| PROBLEM REQUIREMENTS |
Lines in the listing below that contain the string "bbox" are to be found and copied.

==================================================

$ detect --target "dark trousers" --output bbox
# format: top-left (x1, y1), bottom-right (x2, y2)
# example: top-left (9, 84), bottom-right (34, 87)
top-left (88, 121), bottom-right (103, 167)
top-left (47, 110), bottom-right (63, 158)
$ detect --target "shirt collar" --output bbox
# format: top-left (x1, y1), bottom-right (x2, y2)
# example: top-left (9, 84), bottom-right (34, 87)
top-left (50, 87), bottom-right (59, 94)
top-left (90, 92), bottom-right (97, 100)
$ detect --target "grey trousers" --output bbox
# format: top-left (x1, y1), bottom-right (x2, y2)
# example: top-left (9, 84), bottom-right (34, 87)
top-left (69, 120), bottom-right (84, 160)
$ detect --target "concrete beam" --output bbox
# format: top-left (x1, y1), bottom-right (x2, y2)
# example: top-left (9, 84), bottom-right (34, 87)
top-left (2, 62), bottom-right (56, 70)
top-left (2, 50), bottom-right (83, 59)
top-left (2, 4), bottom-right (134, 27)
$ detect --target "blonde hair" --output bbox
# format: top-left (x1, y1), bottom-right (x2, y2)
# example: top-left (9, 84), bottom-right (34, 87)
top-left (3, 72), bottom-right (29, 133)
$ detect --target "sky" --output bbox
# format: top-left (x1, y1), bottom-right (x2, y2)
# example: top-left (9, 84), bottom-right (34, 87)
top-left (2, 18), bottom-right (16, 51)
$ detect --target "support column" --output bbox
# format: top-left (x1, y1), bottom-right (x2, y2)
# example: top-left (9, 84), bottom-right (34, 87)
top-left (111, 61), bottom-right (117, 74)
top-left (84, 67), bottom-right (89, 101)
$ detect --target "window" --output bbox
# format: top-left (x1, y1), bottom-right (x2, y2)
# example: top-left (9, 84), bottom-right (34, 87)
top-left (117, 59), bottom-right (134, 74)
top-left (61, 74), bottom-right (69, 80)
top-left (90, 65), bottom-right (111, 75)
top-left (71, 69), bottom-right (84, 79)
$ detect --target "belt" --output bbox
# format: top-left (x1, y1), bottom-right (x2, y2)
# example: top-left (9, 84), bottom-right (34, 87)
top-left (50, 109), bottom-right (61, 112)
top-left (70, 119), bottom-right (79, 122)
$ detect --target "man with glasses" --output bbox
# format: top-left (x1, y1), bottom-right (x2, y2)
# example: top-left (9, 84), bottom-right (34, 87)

==================================================

| ANSWER |
$ detect --target "dark trousers" --output bbox
$ detect --target "shirt collar" --output bbox
$ detect --target "grey trousers" --output bbox
$ detect --target "concrete beam" --output bbox
$ detect --target "blonde hair" --output bbox
$ detect --target "sky" --output bbox
$ detect --target "support column" --output bbox
$ detect --target "window" --output bbox
$ detect --target "belt" --output bbox
$ detect --target "man with glasses" --output bbox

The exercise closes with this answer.